*** Opening Data ***

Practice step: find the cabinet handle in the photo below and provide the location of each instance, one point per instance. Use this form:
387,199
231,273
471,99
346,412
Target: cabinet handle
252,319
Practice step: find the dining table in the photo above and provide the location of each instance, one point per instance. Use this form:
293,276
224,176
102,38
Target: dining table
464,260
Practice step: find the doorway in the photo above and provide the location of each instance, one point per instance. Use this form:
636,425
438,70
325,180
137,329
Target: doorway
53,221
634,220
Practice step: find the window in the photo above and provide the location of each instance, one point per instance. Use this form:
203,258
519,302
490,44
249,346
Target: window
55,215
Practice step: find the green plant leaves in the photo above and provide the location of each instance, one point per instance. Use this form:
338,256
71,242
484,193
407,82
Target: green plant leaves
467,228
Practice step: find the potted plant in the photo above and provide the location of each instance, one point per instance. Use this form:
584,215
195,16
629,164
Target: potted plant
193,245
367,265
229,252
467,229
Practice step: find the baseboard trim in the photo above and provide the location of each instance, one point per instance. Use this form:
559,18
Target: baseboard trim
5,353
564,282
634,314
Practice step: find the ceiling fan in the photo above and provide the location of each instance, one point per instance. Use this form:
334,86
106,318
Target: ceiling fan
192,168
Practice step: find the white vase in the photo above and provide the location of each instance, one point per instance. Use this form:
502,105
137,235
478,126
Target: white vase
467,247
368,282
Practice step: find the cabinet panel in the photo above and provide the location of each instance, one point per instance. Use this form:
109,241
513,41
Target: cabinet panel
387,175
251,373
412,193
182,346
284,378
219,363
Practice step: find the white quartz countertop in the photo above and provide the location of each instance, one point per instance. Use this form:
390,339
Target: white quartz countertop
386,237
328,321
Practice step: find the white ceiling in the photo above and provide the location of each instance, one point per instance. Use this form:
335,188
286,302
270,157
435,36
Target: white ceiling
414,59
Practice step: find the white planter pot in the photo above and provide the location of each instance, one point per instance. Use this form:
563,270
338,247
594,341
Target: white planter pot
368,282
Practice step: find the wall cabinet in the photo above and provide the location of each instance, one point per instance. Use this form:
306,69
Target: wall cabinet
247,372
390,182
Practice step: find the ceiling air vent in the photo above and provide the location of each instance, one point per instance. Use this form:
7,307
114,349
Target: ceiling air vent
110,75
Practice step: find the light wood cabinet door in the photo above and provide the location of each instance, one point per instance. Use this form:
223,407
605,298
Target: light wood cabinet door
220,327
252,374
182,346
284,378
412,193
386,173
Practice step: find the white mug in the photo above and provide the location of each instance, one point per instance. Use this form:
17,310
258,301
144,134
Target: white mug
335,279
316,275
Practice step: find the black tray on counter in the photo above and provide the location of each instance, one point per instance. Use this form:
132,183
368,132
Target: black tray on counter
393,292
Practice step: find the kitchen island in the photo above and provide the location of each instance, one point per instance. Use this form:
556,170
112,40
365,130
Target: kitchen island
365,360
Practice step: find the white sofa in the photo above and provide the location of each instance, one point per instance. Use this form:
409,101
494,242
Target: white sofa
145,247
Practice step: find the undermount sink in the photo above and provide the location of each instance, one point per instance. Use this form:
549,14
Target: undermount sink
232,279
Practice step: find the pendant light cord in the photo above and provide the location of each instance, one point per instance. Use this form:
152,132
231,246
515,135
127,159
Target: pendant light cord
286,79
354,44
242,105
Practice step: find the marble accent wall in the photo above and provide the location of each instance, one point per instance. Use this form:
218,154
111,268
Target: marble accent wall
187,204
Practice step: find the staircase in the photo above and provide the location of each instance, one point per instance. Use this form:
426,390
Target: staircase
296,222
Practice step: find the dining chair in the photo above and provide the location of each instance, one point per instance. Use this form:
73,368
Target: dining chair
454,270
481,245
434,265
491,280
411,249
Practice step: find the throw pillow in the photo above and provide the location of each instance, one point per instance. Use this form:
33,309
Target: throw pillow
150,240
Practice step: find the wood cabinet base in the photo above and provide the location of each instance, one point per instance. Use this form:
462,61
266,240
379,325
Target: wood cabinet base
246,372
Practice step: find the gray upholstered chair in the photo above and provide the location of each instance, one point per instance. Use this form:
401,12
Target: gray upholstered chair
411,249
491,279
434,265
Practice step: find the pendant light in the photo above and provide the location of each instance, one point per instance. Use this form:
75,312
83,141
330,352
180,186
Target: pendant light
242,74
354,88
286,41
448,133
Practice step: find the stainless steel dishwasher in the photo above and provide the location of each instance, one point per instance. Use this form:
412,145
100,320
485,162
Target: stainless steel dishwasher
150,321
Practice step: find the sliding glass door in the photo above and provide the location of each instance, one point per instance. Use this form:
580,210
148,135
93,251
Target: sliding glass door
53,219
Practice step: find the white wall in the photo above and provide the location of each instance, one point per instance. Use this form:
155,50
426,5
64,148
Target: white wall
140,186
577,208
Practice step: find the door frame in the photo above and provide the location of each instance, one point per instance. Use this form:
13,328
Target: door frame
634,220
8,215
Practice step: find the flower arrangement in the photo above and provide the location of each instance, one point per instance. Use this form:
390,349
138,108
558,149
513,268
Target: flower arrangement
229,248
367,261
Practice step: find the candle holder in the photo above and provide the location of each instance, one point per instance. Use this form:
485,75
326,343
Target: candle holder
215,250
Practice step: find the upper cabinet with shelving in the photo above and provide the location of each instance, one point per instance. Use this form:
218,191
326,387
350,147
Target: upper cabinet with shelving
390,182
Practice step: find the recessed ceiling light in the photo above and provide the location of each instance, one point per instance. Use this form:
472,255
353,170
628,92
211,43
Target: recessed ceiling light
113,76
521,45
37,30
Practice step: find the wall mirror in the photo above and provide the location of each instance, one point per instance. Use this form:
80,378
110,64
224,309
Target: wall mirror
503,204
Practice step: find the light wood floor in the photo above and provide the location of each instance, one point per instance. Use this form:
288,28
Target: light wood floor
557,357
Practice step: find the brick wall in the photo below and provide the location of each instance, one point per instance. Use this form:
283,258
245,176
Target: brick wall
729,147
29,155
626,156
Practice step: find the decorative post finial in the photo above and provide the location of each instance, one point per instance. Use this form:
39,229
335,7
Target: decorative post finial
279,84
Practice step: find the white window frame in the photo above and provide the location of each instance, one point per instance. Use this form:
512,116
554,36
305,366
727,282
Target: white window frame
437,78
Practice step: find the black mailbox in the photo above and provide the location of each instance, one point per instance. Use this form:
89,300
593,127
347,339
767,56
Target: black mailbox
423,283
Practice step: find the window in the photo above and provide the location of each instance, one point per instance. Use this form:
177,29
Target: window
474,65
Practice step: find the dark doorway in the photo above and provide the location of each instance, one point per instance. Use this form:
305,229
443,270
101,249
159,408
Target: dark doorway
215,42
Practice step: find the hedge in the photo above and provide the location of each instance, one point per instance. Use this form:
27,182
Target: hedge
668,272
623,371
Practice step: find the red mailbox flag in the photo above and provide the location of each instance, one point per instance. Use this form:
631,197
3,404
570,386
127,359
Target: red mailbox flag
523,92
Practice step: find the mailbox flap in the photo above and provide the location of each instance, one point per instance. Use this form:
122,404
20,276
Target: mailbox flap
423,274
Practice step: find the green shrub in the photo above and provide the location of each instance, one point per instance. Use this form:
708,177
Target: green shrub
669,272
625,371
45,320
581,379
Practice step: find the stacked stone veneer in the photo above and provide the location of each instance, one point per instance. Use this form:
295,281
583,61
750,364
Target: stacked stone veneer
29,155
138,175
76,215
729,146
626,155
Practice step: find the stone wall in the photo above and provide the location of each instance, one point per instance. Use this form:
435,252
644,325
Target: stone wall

*** Closing Data ***

- [What needs to be done]: Each record is to be retyped exactly as written.

- [Result for this task]:
Practice step: find the cabinet handle in the photo below and provide the location of each instance, one point per instance. Use this form:
387,199
231,273
471,99
346,412
Target: cabinet handle
252,319
Practice step: find the dining table in the photo above and provide the location of each instance, one point per instance. Use this form:
293,276
224,176
102,38
Target: dining table
464,260
Practice step: find the doorway in the photo above and provide the location of each instance, one point per instance. Use this form:
636,425
438,70
325,180
137,329
Target: doorway
53,221
634,220
Practice step: find the window in the photo above and provide the location of each instance, one point per instance. Use this form:
203,258
519,302
490,44
249,346
Target: window
55,215
Practice step: find the green plant leaves in the photo above and provide the location of each instance, one point per instance. Use this form:
338,256
71,242
484,193
407,82
Target: green plant leaves
467,228
Practice step: find the potted plant in the photo above and provide the location of each instance, one point per instance. Use this form:
584,215
195,16
629,164
Target: potted plant
193,245
367,265
229,252
467,229
Practice step: find the baseboard trim in the photo above and provide the location of each instance, one point per instance. Use this form:
559,18
Target: baseboard trim
5,353
564,282
634,314
Practice step: find the ceiling fan in the photo above and provide the location of each instance, one point per instance. Use this form:
334,86
106,318
Target: ceiling fan
192,168
Practice step: find the white vase in the photo above and provide the location of each instance, one point per instance. Use this form:
502,105
137,235
478,126
Target: white vase
467,247
368,282
Practice step: find the cabinet panel in the photo above and provide the location of each instance, one point per instance. Use this form:
109,241
513,41
Target: cabinet panel
387,175
251,373
412,193
182,346
284,378
219,363
Practice step: find the white quartz countertop in the photo above and provide the location of each instance, one point per instance. Use this form:
390,339
Target: white quartz countertop
386,237
328,321
Practice step: find the white ceiling in the photo above and provide the location of each instance, one point per instance. Use this form:
335,188
286,302
270,157
435,36
Target: white ceiling
414,59
Practice step: find the white planter pot in the photo above and provide the location of each instance, one point per instance. Use this form:
563,270
338,247
594,341
Target: white planter pot
368,282
Practice step: find the wall cabinet in the photo above and provide the location of each instance, one point per instance. Use this form:
306,69
Target: wall cabinet
247,372
390,182
Practice step: find the ceiling air vent in the photo above and provide the location of each instance, one point per instance. Use this form:
7,307
114,349
Target: ceiling air vent
110,75
Practice step: find the light wood cabinet door in the photo above and provide the location of each instance, one point per instance. Use this form:
223,407
605,298
Target: light wood cabinet door
220,327
252,374
182,346
284,378
412,193
386,173
Practice step: find the white mug in the photo above and provide the location of each instance, one point per instance. Use this form:
17,310
258,301
144,134
Target: white mug
335,279
316,275
Practice step: find the black tray on counter in the photo above and provide the location of each instance, one point per instance. Use this form:
132,183
368,132
Target: black tray on counter
393,292
Practice step: find the kitchen island in the photo above and provide the location of each instance, one point per instance. Use this form:
556,170
112,40
365,130
Target: kitchen island
365,360
Practice step: find the white sofa in the photo above and provide the location of each instance, one point per instance. Use this form:
409,101
494,242
Target: white sofa
145,247
Practice step: find the undermount sink in the photo above and provide the location of each instance, one point per instance. Use this form:
549,14
Target: undermount sink
232,279
Practice step: find the pendant light cord in the photo above and provide the location of each instance, one point per instance. Use this form:
152,132
231,246
515,135
127,159
Target: pendant light cord
286,79
354,44
242,105
Practice step: find the marble accent wall in the photo above and provide the location of each instance, one point per instance. Use this form:
218,154
111,268
Target: marble accent wall
187,204
Practice step: find the staircase in the photo above and provide the location of each instance, one point per instance. Use this form:
426,390
Target: staircase
296,222
Practice step: find the dining chair in the photo above and provide the location of each instance, one point per instance. Use this form:
73,368
Target: dining chair
454,270
481,245
434,265
491,280
411,249
Practice step: find the throw pillow in the photo above and provide the location of each instance, one point per instance. Use this form:
33,309
Target: throw pillow
150,240
Practice step: find the wood cabinet base in the photo above and provide the location of each instance, one point per instance. Use this form:
462,61
266,240
379,325
Target: wood cabinet base
246,372
Practice step: find the gray upholstered chair in the photo above and provide the location of each instance, one point per instance. Use this form:
401,12
Target: gray upholstered chair
411,249
491,279
434,265
Practice step: find the pendant light in the photo above and provide the location of each instance, one point per instance. Use this form:
75,312
83,141
330,352
180,186
Target: pendant light
242,74
354,88
286,41
448,133
Practice step: find the stainless steel dishwasher in the photo above and provide the location of each instance, one point per instance. Use this form:
412,145
100,320
485,162
Target: stainless steel dishwasher
150,321
Practice step: find the sliding glass door in the photo above and provide the location of each instance, one point per instance. Use this form:
580,210
148,135
93,251
Target: sliding glass door
53,219
Practice step: find the white wall in the photo above and provide the location of each instance, one point per instance. Use this form:
155,50
426,5
64,148
Target: white wall
140,186
577,208
Practice step: find the door frame in the photo above and provide the location of each instance, one point per instance. Use this form:
13,328
Target: door frame
634,220
8,215
Practice step: find the flower arrangement in the photo above and provide the location of each instance, one point per instance. Use this form:
390,349
138,108
558,149
513,268
Target: flower arrangement
229,248
367,261
Practice step: find the candle holder in the photo above and provide the location of each instance, one point per instance. Use this form:
485,75
326,343
Target: candle holder
215,250
Practice step: find the upper cabinet with shelving in the photo above and provide the location of each instance, one point per instance. Use this form:
218,191
326,387
350,147
Target: upper cabinet with shelving
390,182
Practice step: find the recessed ceiling light in the photo above and provide the location of each instance, one point per instance. Use this form:
472,255
353,170
628,92
211,43
Target: recessed ceiling light
113,76
521,45
37,30
Practice step: find the wall mirror in the photo above and provide the location of each instance, one point per instance. Use this form:
80,378
110,64
224,309
Target: wall mirror
503,204
Practice step: find the light wood floor in the photo above and provide the location of each instance, one point per instance. Use this form:
288,28
Target: light wood floor
557,357
Practice step: find the brick wall in the photo below and provide the location of each instance, one point per instance. Use this form:
283,258
245,176
Target: brick wall
729,147
29,155
626,156
Practice step: find the decorative post finial in the photo above and provide the location of each instance, one point per instance. Use this form:
39,229
335,7
Target: decorative post finial
279,84
Practice step: find the white window frame in the photo above and provide the location of each instance, one point per instance. Use this form:
512,116
554,36
305,366
727,282
Target: white window frame
437,78
Practice step: find the black mailbox in the photo above and provide the location of each instance, one point per instance. Use this form:
89,300
593,127
347,339
767,56
Target: black mailbox
423,283
Practice step: find the window in the photo above and provide the location of each instance, one point per instance. Use this form:
177,29
Target: window
474,65
Practice step: find the dark doorway in the photo above and provide the location of each instance, one point per instance. Use this form:
305,229
443,270
101,249
159,408
Target: dark doorway
215,42
Practice step: find the hedge in the photo above and provide the location of each instance, one point per instance. Use this form:
27,182
Target: hedge
668,272
623,371
Practice step: find the red mailbox flag in the photo above and provide the location of each instance, one point per instance. Use this form:
631,197
3,404
570,386
127,359
Target: red mailbox flag
523,92
Practice step: find the mailbox flap in the photo above and provide the location of each instance, one point per instance. Use this form:
122,404
20,276
Target: mailbox flap
423,274
Practice step: find the green shrub in the photo above and provide the location of each instance, one point per instance. Use this form:
708,177
Target: green shrub
669,272
625,371
45,320
581,379
Practice step: find the stacked stone veneer in the photo above and provide the location of each instance, one point per instance. Use this form:
295,281
583,61
750,364
Target: stacked stone veneer
29,155
138,175
76,215
729,146
626,155
Practice step: find the stone wall in the photo above and provide the location of each instance, one point per instance. Use this form:
435,252
644,325
Target: stone wall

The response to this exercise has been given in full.